Les grévistes dans la zone de fret de bruges (MO/Rue89 Bordeaux)
Les grévistes dans la zone de fret de bruges (MO/Rue89 Bordeaux)

Ce n’est pas l’outil de travail des routiers qui pose problème : ils roulent aujourd’hui avec du matériel plus sécurisée et en meilleur état que par le passé. Ce dont se plaignent les chauffeurs, ce sont des conditions d’exercice de leurs métiers où les tâches à effectuer et  leur responsabilité s’accroissent alors même que les salaires ne suivent pas.

Routier gréviste, syndicaliste à FO (MO/Rue89 Bordeaux)

A Bordeaux, ils ont choisi de bloquer la zone de fret de Bruges où de nombreuses marchandises transitent et où sont présentes des entreprises poids lourds du transport de marchandises comme Geodis Calberson ou DHL, et dont les dirigeants sont très influents dans les syndicats patronaux. Ce mercredi, ils font également le blocus de l’entreprise Naviland Cargo, à Bègles.

Les grévistes réclament une revalorisation de leurs salaire de 5%, faisant valoir la baisse des charges patronales prévues notamment dans le CICE (crédit d’impôt compétitivité emploi), ou celle des cours du gazole.

Le patronat ne propose qu’une hausse de 1 à 2%. Et les routiers ont d’autres revendications, explique Jérôme Juge, secrétaire adjoint à Force Ouvrière  :

« L’abrogation du délai de carence de 5 jours en vigueur dans les transports, le 13e mois et une amélioration des conditions de travail. »

« On nous demande plus que notre boulot »

David Abreu (MO/Rue89 Bordeaux)

[Données enregistrées]
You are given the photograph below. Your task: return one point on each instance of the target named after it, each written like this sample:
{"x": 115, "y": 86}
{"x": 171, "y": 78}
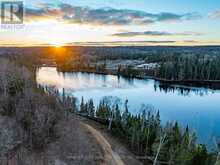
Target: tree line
{"x": 147, "y": 137}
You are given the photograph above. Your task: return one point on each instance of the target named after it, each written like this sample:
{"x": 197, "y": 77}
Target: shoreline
{"x": 212, "y": 84}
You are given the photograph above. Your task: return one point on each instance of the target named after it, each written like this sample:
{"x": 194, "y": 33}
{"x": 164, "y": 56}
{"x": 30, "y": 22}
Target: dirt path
{"x": 113, "y": 148}
{"x": 79, "y": 141}
{"x": 111, "y": 157}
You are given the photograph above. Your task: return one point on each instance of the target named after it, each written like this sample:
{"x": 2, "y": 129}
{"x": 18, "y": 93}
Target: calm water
{"x": 197, "y": 107}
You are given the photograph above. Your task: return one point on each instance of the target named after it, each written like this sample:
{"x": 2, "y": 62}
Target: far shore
{"x": 212, "y": 84}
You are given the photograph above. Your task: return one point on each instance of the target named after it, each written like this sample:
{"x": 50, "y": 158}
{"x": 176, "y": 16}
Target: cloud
{"x": 103, "y": 16}
{"x": 154, "y": 33}
{"x": 215, "y": 14}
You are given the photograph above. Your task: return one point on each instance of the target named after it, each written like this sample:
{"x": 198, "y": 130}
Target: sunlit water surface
{"x": 197, "y": 107}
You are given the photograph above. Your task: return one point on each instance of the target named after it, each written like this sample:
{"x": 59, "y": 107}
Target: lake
{"x": 197, "y": 107}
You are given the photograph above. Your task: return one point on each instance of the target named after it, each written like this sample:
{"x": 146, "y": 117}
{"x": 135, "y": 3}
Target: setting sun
{"x": 57, "y": 45}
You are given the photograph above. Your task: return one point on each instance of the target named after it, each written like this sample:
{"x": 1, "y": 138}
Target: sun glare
{"x": 57, "y": 45}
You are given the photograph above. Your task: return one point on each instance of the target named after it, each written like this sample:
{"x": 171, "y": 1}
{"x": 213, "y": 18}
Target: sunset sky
{"x": 117, "y": 22}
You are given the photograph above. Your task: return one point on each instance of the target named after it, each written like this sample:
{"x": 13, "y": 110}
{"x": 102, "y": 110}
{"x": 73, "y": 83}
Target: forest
{"x": 146, "y": 136}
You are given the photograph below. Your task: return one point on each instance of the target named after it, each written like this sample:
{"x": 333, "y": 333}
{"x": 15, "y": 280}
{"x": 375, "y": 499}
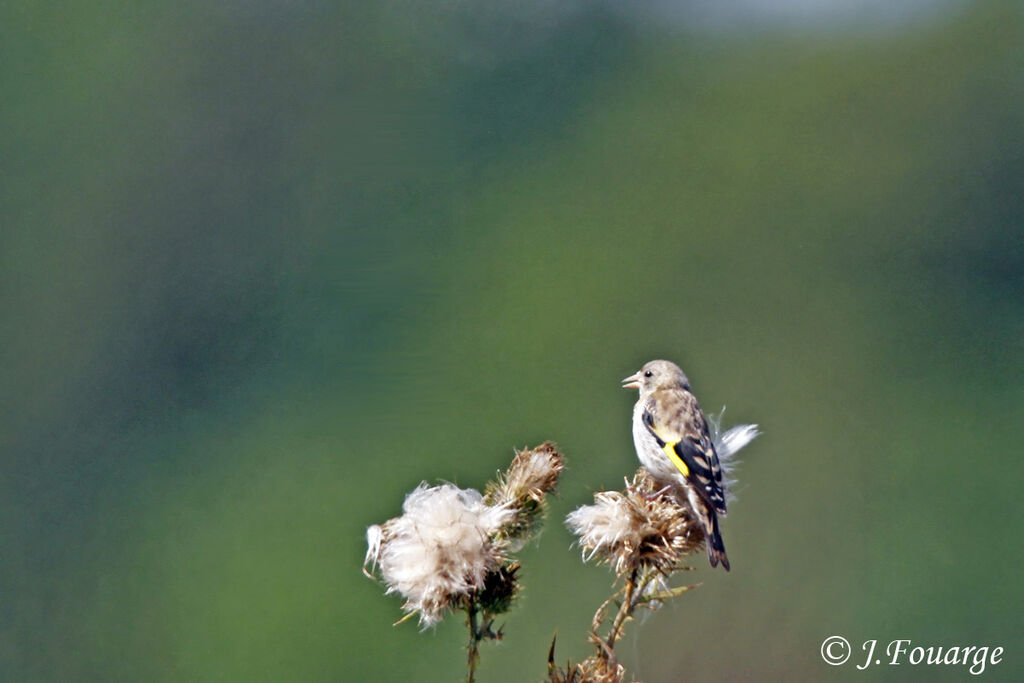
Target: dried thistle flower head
{"x": 440, "y": 550}
{"x": 637, "y": 528}
{"x": 524, "y": 486}
{"x": 450, "y": 549}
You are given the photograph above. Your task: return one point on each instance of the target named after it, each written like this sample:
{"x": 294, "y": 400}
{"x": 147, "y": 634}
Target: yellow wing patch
{"x": 670, "y": 451}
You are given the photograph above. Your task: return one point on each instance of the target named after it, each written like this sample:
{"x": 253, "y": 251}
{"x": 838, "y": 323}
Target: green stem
{"x": 474, "y": 641}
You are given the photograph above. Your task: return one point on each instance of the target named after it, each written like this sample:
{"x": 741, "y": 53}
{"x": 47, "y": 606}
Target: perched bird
{"x": 674, "y": 443}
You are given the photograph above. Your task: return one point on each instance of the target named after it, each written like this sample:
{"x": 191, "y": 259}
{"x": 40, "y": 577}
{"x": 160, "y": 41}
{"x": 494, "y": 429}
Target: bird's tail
{"x": 716, "y": 547}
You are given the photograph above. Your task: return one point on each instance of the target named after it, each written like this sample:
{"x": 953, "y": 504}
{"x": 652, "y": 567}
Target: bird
{"x": 674, "y": 443}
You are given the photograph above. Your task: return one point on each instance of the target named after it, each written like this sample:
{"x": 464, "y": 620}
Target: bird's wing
{"x": 682, "y": 433}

[Consigne] Recopiez mot pour mot le passage de l'article sur la grève des routiers qui débute aux mots « Le patronat ne » et se termine après « Abreu (MO/Rue89 Bordeaux) ».

[Réponse attendue]
Le patronat ne propose qu’une hausse de 1 à 2%. Et les routiers ont d’autres revendications, explique Jérôme Juge, secrétaire adjoint à Force Ouvrière  :

« L’abrogation du délai de carence de 5 jours en vigueur dans les transports, le 13e mois et une amélioration des conditions de travail. »

« On nous demande plus que notre boulot »

David Abreu (MO/Rue89 Bordeaux)